• Data to process
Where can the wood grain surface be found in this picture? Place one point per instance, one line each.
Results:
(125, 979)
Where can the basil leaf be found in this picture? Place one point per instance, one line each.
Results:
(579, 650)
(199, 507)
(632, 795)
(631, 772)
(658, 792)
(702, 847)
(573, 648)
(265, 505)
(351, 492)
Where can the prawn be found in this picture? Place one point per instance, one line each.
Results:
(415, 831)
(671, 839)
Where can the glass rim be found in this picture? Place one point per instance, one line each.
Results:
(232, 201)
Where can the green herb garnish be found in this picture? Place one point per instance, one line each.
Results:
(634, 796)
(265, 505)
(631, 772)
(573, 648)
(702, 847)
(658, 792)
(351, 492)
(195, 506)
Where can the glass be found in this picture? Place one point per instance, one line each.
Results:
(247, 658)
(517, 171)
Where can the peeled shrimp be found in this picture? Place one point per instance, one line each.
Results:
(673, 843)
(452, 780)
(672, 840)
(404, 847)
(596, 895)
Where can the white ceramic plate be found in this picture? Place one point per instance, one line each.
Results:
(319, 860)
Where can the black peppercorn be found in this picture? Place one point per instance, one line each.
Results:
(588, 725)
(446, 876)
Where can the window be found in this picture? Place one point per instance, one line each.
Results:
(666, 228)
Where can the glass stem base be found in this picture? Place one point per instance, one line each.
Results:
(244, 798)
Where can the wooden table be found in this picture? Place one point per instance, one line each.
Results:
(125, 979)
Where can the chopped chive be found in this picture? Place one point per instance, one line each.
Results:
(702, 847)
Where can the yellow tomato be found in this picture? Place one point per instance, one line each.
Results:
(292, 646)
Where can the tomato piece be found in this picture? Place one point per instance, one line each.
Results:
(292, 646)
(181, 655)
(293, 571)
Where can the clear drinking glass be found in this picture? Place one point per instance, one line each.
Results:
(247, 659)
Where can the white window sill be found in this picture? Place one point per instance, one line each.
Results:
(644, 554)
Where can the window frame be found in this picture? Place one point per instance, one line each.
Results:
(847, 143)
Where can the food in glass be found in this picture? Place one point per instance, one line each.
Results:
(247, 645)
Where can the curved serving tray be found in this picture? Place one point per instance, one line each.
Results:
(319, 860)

• Set exercise
Each record above should be repeated exactly as it appears.

• Full output
Where can the wood grain surface be found in this picture? Place one point per instance, one line each.
Results:
(125, 979)
Where can the basil leaf be found in this picture? Place one point per instance, one line each.
Results:
(579, 650)
(199, 507)
(632, 795)
(631, 772)
(658, 792)
(702, 847)
(573, 648)
(265, 505)
(351, 492)
Where can the prawn be found in this picture? Place one point per instance, one line each.
Results:
(415, 831)
(671, 839)
Where can the glass rim be found in this picture? Place one point per instance, one line each.
Results:
(232, 201)
Where can the green herb garnish be found in this picture? Place one point per instance, one line each.
Results:
(634, 796)
(265, 505)
(631, 772)
(573, 648)
(702, 847)
(658, 792)
(351, 492)
(195, 506)
Where can the glass be found in this picture? Place one point per instance, one line each.
Results:
(247, 658)
(517, 171)
Where can the peeled shrimp be found in this picture? Place one point per instance, one line each.
Results:
(673, 843)
(452, 780)
(672, 840)
(404, 847)
(596, 895)
Where can the white ceramic plate be found in this picture? Place one point per instance, one line each.
Results:
(319, 860)
Where can the black peppercorn be found in this picture? Place one point per instance, one line each.
Results:
(588, 725)
(446, 876)
Where can the window be found in this picture? Place one point per instance, one line each.
Results:
(666, 228)
Where can the glass stem base be found in this picture? Place one point per instance, one line each.
Results:
(244, 798)
Where can the wooden table be found in this picture? Place one point per instance, one line each.
Results:
(125, 979)
Where can the chopped chive be found in this picture? Place one point per instance, one line each.
Results:
(702, 847)
Where can the yellow tomato be found in this picture? Place one point per instance, one line each.
Results:
(292, 646)
Where can the tomato piece be found in this picture? Place one point per instance, one line each.
Results:
(292, 646)
(181, 655)
(293, 571)
Where can the clear drinking glass be found in this picture? Place one point per instance, one line each.
Results:
(247, 659)
Where can the white window sill be found in this picture? Place one point per instance, one line each.
Results:
(644, 554)
Where can the window frame be found in this picture? Place one point per instance, one line each.
Results:
(847, 143)
Where can the food in glass be found in this picture? Place one point per instance, one line each.
Results:
(247, 645)
Where can the curved serving tray be found in this picture? Place one point per instance, one line each.
Results:
(319, 860)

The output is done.